Segment Open

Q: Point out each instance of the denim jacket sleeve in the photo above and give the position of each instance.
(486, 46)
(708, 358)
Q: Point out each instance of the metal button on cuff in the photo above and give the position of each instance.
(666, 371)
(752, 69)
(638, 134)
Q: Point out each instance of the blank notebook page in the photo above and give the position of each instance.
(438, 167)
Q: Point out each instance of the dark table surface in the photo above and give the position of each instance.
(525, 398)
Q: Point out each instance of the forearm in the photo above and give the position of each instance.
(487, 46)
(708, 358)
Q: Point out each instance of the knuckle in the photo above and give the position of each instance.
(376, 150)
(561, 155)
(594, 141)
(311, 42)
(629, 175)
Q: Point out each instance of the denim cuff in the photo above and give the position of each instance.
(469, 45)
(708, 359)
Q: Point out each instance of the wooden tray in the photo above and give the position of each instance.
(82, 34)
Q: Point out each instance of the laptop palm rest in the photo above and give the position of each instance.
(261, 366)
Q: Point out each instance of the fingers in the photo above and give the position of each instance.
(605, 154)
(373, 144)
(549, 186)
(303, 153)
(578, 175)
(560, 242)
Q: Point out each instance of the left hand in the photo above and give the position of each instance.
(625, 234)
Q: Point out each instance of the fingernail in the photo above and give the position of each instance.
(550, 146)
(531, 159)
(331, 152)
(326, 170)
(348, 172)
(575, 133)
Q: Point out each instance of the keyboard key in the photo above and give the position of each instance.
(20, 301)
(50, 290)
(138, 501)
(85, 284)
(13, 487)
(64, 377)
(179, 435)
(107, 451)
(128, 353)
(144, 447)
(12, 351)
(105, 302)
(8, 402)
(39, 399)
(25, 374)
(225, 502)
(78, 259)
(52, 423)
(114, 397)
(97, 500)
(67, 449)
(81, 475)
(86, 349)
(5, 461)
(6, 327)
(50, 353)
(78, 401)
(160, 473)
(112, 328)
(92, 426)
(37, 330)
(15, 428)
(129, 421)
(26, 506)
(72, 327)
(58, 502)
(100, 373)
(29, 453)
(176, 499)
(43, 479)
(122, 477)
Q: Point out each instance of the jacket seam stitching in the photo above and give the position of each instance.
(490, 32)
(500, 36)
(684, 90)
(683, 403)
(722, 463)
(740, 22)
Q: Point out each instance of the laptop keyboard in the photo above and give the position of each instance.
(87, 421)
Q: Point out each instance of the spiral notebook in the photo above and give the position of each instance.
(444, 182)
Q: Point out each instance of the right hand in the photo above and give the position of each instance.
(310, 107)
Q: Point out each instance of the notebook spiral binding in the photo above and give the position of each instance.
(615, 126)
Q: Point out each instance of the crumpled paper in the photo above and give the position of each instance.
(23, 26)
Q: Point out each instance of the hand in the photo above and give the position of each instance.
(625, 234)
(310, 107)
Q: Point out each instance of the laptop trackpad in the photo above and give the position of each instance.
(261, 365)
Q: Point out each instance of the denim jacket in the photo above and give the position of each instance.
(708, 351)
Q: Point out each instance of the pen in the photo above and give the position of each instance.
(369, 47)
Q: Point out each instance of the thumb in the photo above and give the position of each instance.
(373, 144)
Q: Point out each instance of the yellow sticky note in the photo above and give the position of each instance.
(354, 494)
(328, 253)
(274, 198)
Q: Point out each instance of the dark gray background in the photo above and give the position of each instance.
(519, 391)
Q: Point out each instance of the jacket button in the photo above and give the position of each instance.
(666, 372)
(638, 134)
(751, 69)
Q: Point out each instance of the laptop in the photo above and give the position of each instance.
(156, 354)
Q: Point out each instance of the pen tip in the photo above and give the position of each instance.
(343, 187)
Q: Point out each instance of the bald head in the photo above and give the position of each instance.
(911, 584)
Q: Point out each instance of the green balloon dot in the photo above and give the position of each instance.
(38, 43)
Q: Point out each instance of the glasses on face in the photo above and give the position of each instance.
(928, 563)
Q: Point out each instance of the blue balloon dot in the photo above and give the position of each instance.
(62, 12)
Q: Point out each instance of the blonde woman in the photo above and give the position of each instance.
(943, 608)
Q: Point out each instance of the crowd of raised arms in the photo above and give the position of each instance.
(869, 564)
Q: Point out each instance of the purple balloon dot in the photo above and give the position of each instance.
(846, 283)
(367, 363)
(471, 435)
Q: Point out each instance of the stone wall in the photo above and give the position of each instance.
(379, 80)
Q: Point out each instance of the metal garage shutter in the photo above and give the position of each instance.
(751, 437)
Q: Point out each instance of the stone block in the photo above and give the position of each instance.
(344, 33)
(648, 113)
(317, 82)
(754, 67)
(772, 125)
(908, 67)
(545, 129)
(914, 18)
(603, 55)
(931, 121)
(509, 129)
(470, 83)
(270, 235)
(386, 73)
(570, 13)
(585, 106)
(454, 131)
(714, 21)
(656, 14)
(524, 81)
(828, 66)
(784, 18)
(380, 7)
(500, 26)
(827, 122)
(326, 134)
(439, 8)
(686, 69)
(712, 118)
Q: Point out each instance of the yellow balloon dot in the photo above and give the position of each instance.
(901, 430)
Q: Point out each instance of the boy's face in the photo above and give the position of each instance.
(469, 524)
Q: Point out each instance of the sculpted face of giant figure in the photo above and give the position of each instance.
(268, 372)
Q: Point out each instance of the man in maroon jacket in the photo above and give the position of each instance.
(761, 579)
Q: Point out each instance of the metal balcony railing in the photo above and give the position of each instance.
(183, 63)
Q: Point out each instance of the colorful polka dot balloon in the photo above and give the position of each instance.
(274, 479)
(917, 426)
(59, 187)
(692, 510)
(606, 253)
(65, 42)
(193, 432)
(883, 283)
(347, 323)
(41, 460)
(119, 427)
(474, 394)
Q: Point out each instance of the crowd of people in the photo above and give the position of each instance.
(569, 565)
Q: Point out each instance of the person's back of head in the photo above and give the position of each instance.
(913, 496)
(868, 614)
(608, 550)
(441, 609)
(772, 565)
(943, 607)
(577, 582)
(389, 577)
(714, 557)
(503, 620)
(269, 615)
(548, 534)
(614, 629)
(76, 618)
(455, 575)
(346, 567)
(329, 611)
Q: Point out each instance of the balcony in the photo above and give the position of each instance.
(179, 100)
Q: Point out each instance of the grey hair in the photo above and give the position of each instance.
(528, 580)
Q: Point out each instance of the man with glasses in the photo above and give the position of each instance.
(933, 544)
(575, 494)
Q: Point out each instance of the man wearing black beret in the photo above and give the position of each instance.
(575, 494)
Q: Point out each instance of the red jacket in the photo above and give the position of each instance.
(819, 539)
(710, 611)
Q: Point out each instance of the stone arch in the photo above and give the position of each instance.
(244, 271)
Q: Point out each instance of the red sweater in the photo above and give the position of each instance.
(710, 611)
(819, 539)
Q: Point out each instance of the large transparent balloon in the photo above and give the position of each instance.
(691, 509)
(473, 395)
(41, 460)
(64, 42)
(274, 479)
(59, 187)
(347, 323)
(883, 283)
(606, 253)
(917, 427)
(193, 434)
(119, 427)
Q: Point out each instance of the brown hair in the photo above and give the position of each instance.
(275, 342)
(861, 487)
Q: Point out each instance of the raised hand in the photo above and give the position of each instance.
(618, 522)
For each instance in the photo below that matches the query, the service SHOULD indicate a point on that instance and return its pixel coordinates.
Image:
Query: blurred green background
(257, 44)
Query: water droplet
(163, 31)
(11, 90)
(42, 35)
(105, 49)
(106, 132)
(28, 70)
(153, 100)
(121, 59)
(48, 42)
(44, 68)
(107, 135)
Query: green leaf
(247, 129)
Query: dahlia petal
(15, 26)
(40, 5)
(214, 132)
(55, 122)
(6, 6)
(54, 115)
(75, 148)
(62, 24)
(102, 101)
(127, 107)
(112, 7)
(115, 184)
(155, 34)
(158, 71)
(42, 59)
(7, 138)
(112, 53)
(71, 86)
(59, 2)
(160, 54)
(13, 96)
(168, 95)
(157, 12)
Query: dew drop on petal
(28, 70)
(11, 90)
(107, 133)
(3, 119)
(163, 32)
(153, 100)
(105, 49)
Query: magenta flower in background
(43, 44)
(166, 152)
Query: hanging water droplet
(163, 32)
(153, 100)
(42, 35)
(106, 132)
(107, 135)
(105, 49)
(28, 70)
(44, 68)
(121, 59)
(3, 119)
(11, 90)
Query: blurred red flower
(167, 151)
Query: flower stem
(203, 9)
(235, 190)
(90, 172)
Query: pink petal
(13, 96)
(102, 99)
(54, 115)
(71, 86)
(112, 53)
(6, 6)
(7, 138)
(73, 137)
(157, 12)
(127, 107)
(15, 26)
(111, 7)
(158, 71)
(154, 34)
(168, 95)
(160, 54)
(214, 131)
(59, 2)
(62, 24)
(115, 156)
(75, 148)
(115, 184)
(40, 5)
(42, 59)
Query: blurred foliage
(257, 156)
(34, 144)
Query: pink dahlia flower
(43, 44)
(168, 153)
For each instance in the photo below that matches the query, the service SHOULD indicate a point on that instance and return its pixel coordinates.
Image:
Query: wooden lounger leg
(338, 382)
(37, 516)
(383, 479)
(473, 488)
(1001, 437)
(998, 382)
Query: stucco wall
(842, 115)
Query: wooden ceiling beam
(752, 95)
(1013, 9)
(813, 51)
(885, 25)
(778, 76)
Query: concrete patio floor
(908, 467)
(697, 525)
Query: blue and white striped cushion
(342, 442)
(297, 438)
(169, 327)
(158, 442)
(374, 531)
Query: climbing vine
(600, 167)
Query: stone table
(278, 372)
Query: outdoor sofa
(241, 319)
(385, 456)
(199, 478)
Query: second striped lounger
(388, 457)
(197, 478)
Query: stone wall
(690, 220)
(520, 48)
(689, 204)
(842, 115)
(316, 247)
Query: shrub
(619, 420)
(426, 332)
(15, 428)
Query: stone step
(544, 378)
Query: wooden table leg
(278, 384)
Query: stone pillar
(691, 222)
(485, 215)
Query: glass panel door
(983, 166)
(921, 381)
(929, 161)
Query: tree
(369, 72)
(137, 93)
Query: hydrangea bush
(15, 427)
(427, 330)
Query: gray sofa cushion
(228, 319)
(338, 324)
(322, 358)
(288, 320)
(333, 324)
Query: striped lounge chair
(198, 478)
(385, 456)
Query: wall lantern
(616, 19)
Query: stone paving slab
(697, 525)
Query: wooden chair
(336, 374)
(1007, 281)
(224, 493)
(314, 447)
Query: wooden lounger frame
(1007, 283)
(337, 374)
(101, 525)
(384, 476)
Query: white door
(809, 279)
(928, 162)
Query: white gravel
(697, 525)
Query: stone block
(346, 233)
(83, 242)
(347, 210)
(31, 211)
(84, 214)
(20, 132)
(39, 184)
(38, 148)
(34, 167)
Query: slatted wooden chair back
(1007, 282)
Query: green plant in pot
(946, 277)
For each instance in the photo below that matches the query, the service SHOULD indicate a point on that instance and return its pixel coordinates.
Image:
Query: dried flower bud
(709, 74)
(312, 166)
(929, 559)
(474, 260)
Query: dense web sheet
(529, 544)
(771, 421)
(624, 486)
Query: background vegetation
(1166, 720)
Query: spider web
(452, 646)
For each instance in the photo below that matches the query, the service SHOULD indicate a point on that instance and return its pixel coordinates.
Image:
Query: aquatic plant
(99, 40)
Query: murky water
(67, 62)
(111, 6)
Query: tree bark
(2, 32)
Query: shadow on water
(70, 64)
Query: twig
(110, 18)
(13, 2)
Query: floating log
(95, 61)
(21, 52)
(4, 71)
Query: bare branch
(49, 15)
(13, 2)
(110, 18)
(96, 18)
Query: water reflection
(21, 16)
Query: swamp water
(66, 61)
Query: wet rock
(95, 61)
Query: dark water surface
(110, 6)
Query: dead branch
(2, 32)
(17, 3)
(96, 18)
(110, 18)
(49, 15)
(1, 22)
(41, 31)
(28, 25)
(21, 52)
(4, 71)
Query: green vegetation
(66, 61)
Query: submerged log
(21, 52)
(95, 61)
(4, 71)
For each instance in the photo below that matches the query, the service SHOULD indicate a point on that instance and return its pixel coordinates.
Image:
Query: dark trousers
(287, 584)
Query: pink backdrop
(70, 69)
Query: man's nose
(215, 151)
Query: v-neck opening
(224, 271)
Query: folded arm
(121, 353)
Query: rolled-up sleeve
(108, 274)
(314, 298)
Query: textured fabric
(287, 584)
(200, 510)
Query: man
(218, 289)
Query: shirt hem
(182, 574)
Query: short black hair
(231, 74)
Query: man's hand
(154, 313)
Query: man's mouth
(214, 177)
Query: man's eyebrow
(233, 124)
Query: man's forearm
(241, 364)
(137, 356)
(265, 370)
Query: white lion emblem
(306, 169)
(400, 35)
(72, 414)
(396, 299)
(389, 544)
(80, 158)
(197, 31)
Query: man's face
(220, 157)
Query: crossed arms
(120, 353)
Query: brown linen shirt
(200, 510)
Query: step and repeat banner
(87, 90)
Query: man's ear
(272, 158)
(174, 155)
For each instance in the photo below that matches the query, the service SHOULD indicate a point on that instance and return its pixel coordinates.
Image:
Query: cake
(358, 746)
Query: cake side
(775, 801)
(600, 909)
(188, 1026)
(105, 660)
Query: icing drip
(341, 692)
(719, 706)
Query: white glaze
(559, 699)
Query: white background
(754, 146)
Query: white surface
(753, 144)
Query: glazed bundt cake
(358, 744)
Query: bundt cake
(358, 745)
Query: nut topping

Segment Closed

- **INSTRUCTIONS FOR THE TASK**:
Please repeat, exactly and only, the lines from the one containing "Query: white background" through the last line of the records, both included.

- **RESPONSE FOR THIS EXERCISE**:
Query: white background
(754, 146)
Query: white surface
(753, 144)
Query: glazed bundt cake
(358, 744)
Query: bundt cake
(358, 745)
Query: nut topping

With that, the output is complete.